■ **DO THIS**: Reproduce exactly, with no other output, every line of the data below from the line containing "the green stem" to the end, inclusive.

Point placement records
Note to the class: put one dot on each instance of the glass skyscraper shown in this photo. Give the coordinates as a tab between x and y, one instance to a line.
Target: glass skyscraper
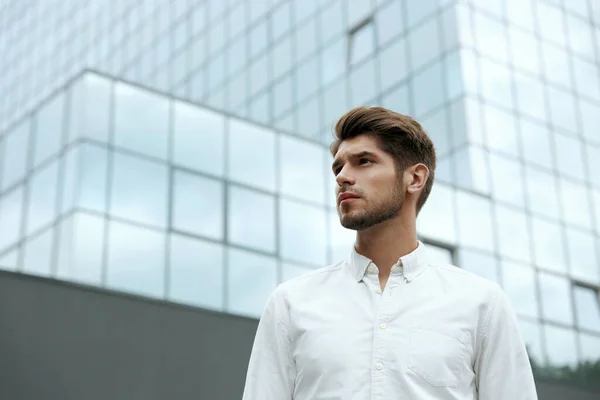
178	149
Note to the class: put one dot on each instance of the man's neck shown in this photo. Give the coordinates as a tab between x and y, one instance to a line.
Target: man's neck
385	243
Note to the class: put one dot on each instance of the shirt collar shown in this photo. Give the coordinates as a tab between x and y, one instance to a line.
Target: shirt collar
411	264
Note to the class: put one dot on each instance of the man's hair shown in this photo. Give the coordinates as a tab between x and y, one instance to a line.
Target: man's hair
398	135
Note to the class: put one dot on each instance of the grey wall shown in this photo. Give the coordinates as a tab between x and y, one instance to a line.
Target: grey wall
61	342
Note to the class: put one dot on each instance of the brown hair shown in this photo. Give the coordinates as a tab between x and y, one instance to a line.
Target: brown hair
398	135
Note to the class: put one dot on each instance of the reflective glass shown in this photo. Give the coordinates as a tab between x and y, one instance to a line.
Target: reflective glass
141	121
583	261
474	221
481	263
89	114
42	197
49	129
513	234
587	308
81	249
362	44
518	281
535	140
302	233
302	166
562	109
251	219
37	259
427	32
251	154
197	205
556	298
561	346
135	260
251	280
505	184
16	150
198	138
139	190
393	65
388	20
541	193
196	272
437	219
428	89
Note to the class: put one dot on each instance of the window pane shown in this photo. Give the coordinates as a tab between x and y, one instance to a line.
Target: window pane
302	166
139	190
42	197
196	272
252	278
556	299
49	129
198	205
302	233
16	148
11	207
587	308
38	254
518	281
198	141
141	121
251	157
136	260
251	219
480	263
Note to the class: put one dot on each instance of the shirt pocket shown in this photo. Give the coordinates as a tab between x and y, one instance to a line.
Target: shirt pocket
436	357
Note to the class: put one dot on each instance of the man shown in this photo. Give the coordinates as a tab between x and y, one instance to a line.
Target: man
385	323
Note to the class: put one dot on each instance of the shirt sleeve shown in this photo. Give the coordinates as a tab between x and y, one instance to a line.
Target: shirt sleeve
502	368
271	371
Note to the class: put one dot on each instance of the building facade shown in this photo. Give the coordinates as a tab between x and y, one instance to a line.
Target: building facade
178	149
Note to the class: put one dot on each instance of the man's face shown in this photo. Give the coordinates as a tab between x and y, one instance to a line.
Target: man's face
368	189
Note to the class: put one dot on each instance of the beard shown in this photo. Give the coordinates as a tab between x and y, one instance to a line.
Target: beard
387	208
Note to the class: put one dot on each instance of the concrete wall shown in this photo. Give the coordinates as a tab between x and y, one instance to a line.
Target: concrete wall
60	342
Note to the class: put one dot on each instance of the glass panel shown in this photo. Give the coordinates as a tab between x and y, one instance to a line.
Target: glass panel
251	219
197	205
541	193
136	260
582	256
11	207
561	346
49	129
139	190
393	66
587	308
428	33
518	281
252	278
198	140
89	114
251	157
81	249
196	272
38	254
556	298
480	263
141	121
437	220
16	150
302	233
513	234
42	198
302	166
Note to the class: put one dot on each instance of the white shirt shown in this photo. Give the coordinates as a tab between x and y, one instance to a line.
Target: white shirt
435	332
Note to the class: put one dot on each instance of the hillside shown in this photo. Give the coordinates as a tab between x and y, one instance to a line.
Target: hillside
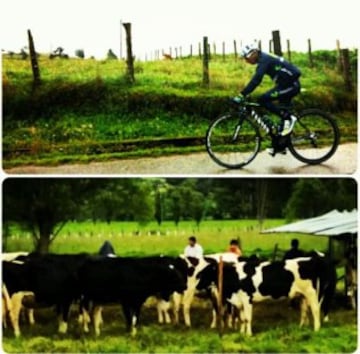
87	106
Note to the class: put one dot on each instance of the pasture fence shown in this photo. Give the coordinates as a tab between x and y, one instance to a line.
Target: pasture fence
208	53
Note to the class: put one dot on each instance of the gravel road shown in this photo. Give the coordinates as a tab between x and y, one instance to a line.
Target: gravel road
343	162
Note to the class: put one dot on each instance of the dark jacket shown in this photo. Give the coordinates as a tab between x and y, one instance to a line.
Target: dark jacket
280	71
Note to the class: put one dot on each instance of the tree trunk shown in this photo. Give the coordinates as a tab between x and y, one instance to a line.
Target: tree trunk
43	244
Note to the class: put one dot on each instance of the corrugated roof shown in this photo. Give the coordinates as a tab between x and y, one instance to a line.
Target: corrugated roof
333	223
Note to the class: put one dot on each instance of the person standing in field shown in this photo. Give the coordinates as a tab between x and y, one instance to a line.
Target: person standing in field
234	247
193	249
294	251
287	85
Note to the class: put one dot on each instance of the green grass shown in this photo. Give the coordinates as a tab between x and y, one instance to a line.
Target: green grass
275	330
130	238
275	324
88	102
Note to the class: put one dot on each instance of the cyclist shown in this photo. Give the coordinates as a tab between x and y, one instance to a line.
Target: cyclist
286	78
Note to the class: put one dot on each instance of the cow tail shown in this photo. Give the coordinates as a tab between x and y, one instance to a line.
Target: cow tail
318	291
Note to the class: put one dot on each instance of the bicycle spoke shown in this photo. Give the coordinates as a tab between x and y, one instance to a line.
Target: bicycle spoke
232	142
315	137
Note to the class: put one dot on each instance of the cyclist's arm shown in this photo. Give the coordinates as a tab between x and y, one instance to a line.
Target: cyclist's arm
255	81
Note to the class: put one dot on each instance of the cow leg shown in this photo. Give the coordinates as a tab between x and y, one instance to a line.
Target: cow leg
15	312
97	319
63	311
176	306
84	317
304	307
188	298
247	317
163	311
30	313
311	298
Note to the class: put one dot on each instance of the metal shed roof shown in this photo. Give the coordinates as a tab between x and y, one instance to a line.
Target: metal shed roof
333	223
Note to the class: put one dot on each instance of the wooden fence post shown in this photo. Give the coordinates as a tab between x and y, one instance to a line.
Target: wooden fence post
345	58
206	79
129	55
339	61
34	62
235	49
311	62
288	49
277	43
220	295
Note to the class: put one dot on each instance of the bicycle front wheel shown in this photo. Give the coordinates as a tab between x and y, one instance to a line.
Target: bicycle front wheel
315	137
233	141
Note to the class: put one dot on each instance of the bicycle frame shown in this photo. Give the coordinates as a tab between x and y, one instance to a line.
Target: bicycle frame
251	108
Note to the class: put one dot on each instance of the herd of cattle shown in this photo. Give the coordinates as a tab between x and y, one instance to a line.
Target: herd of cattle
92	281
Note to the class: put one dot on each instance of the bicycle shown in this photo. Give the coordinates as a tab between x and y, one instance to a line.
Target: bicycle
233	139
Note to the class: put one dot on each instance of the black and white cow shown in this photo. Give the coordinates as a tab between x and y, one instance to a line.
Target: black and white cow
195	267
128	281
49	280
313	279
12	305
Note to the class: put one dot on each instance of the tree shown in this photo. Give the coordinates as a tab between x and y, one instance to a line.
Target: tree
314	196
43	206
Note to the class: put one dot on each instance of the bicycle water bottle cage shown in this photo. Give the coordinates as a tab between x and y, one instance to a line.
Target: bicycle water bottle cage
259	120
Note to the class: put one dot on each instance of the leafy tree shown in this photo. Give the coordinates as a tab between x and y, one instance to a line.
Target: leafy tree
43	206
314	196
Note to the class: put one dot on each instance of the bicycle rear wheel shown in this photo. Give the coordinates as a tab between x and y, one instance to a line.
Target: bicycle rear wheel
233	141
315	137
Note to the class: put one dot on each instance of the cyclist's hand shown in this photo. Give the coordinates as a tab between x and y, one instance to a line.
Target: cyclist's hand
238	99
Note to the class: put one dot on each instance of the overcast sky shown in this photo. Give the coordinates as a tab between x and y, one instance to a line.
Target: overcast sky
94	25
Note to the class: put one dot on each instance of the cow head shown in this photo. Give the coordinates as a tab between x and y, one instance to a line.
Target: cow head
207	276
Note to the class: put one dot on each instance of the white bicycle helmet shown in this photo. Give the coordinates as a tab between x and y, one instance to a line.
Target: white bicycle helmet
247	49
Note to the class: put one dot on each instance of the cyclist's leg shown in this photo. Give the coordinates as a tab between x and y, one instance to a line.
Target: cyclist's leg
267	101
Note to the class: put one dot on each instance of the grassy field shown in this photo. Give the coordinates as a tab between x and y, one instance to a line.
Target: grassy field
132	239
85	108
275	324
275	330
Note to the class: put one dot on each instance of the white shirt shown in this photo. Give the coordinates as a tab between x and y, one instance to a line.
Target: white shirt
196	251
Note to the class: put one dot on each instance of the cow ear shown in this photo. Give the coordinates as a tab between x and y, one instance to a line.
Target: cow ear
194	261
191	271
210	260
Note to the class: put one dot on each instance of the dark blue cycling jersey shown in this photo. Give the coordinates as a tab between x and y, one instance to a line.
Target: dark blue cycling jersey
281	72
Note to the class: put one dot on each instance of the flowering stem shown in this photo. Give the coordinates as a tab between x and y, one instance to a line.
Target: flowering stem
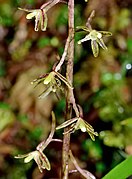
69	97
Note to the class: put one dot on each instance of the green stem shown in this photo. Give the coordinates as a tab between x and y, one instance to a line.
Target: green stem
70	96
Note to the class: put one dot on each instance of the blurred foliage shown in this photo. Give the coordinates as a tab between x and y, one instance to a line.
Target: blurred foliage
102	87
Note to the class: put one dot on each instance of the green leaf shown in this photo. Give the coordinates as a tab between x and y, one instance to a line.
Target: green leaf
121	171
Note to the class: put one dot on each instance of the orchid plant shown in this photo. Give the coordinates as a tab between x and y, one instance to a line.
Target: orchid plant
53	83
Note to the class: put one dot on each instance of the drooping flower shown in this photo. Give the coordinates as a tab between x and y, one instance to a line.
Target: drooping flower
40	18
52	82
95	37
39	157
40	15
78	123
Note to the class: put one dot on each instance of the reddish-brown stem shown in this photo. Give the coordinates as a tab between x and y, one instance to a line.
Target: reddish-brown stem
70	96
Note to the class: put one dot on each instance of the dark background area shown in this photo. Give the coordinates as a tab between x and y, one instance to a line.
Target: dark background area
102	86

■ **RESPONSE BELOW**:
Note to the class: put one dot on each instance of the green stem shown in this photo. Give the coordinates as a tab between x and y, one instance to a line.
Target: green stem
70	96
Note to the class: put one dot on each instance of the blurred foliage shown in this photo. Give the coordinates as a tab between x and y, one instance to a line.
Target: blurred foliage
102	87
Note to the class: put one dot on each instance of the green leaf shown in this photo. Give the coordinates as a tab between x and y, one instance to a line.
Target: green leaf
121	171
Note to the class: put one dot on each instance of the orchid plant shown in this photo. Give the coordinates as a tab between x and y, one instance to a line.
Target: orchid plant
53	83
Note to the class: put one dot on each instance of the drooping flower shown in this photo. Give the coordinates as a tab between x and y, one instance to a line.
Target: drooping flower
40	18
52	82
95	37
39	157
40	15
78	123
Note to the class: put one dot on each instance of the reddish-brown stem shown in this photo. Give the coordinates as a tab between x and y, one instance to a line.
Target: reddish-brown stem
70	96
Note to the class: put one dot on each instance of the dark background area shown in this photo. Give the coordinates as a tab between x and y, one instance to a line.
Target: dark background area
102	86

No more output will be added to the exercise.